DOCUMENT EXCERPT:
----------------

A variation on Alton Brown's highly-regarded Shepherd's Pie recipe, substituting ground beef for lamb. You will find the original recipe here: http://www.foodnetwork.com/recipes/alton-brown/shepherds-pie-recipe2/index.html This is my to-try selection for the week of January 2, 2012.

Provided by Cranky Ex-Chef

Categories     Meat

Time 1h30m

Yield 8 serving(s)

Number Of Ingredients 20

1 1/2 lbs potatoes
1/4 cup heavy cream
2 ounces butter, unsalted
3/4 teaspoon salt, kosher
1/4 teaspoon ground black pepper
1 egg yolk
2 tablespoons oil
1 cup onion, chopped
2 carrots, peeled and diced small
2 garlic cloves, mashed
2 lbs lean ground beef
1 teaspoon salt, kosher
1/2 teaspoon ground black pepper
2 tablespoons all-purpose flour
2 teaspoons tomato paste
1 cup chicken broth
1 teaspoon Worcestershire sauce
2 teaspoons fresh thyme, chopped
1/2 cup frozen corn kernels
1/2 cup frozen peas

Steps:

  • Make the Mashed Potatoes:.
  • Peel the potatoes and cut into a large dice. Place in pot and cover with cold water. Bring to a boil over medium-high heat and then reduce heat to a simmer, cooking the potatoes until a fork inserted in a potato dice causes it to break apart. Drain the potatoes and then return to the pot, adding the cream and butter. Mash the potatoes until smooth then season with the salt and pepper. Add the egg yolk, stirring until well combined. Set the mashed potatoes aside.
  • Make the Meat Filling.
  • (If you are a confident kitchen multi-tasker, you can prepare the meat filling while the potatoes are cooking to decrease the total prep time on the meal).
  • Preheat the oven to 400 degrees F.

----------------

Point-per-instance localization data:
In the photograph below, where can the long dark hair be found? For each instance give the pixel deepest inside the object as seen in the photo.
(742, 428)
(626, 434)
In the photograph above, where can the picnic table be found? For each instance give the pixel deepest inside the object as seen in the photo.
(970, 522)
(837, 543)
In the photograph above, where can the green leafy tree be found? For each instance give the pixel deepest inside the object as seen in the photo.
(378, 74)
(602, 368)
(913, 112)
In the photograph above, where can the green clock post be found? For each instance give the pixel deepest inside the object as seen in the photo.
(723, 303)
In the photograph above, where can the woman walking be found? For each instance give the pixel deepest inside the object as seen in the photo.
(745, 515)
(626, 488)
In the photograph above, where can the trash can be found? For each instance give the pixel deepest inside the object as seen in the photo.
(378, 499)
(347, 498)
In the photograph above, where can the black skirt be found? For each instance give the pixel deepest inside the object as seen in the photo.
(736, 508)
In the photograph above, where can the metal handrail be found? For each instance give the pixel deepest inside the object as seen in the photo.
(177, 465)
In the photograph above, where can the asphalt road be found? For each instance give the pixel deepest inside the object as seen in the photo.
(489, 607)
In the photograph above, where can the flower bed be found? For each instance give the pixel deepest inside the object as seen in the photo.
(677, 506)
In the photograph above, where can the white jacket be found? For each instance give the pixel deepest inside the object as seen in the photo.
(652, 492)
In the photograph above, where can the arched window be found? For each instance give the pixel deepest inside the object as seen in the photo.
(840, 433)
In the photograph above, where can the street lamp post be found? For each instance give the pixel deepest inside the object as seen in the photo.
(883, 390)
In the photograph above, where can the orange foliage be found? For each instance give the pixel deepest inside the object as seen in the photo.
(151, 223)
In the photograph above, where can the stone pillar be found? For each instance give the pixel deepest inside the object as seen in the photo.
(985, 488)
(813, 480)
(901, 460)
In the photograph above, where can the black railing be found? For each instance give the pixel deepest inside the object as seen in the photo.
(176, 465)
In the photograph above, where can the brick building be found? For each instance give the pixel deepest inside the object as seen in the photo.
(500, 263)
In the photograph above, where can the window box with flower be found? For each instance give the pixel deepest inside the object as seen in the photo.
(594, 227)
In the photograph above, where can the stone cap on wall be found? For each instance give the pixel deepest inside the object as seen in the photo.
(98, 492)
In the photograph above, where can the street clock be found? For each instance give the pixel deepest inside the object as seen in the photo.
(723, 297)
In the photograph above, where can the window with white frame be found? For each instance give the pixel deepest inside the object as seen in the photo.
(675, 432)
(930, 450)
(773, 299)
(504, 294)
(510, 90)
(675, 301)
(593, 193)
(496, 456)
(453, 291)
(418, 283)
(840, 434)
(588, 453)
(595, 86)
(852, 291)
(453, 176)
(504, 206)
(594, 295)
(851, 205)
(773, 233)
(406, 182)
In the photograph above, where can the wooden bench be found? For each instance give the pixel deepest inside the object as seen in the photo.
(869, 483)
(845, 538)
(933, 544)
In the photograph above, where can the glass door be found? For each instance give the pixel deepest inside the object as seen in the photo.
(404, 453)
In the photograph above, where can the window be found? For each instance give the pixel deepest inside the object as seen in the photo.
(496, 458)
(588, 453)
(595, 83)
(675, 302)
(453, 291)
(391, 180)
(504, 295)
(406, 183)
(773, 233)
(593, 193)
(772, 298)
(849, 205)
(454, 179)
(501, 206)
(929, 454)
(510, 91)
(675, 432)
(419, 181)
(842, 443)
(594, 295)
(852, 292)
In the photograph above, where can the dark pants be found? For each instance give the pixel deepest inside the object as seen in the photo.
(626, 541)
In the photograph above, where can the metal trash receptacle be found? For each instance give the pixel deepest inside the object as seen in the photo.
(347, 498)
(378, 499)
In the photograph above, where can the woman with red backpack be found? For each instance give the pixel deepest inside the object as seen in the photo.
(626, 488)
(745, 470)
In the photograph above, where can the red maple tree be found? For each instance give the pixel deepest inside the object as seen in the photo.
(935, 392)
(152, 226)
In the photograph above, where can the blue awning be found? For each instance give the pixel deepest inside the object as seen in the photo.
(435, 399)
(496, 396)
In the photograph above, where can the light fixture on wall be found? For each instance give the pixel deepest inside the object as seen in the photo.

----------------

TASK SET:
• 1. Answer these about the shepherd's pie recipe:
(a) How many servings does it yield?
(b) How much heavy cream does it call for?
(c) To what temperature should the oven be preheated?
• 2. Can you resume the shepherd's pie recipe after the step about preheating the oven?

SOLVED PROBLEMS:
• 1.
(a) 8 servings
(b) 1/4 cup
(c) 400 degrees F

• 2.
  • Heat a large saute pan or dutch oven (for a one-pot meal) over medium-high heat. Add the oil, allow it to heat for a moment then add the onion and carrots. Saute the veggies about four minutes, or until the onions just begin to brown. Stir in the crushed garlic, then crumble in the ground beef and stir to brown. Cook the meat 3-5 minutes, or until the beef is cooked through. Season with the salt and pepper, then sprinkle on the flour, tossing to coat the meat. Cook the floured meat for another minute. Stir in the tomato paste, chicken broth, Worcestershire sauce, and thyme. Allow the mix to come to a boil, stirring to keep the mixture from sticking to the bottom of the pot. Reduce the heat and simmer until the sauce thickens slightly.
  • If you prepared the meat in a dutch oven or similar casserole you may leave the meat mixture in that dish and continue with the recipe. Otherwise, to bake the dish in a casserole pan spread the meat mixture evenly into an 11" by 7" glass baking dish. The glass baking dish is prone to boil-overs so set it on a foil- or parchment-lined cookie sheet when baking.
  • Spread the peas and corn on top of the meat mixture then gently top with the mashed potatoes, starting at the edges and smoothing the potatoes towards the middle of the dish with an offset metal or rubber spatula.
  • Place the casserole on a rack in the middle of the oven and backe for 25 minutes, or until the potatoes begin to brown. Remove to a cooling rack for 15 minutes before serving.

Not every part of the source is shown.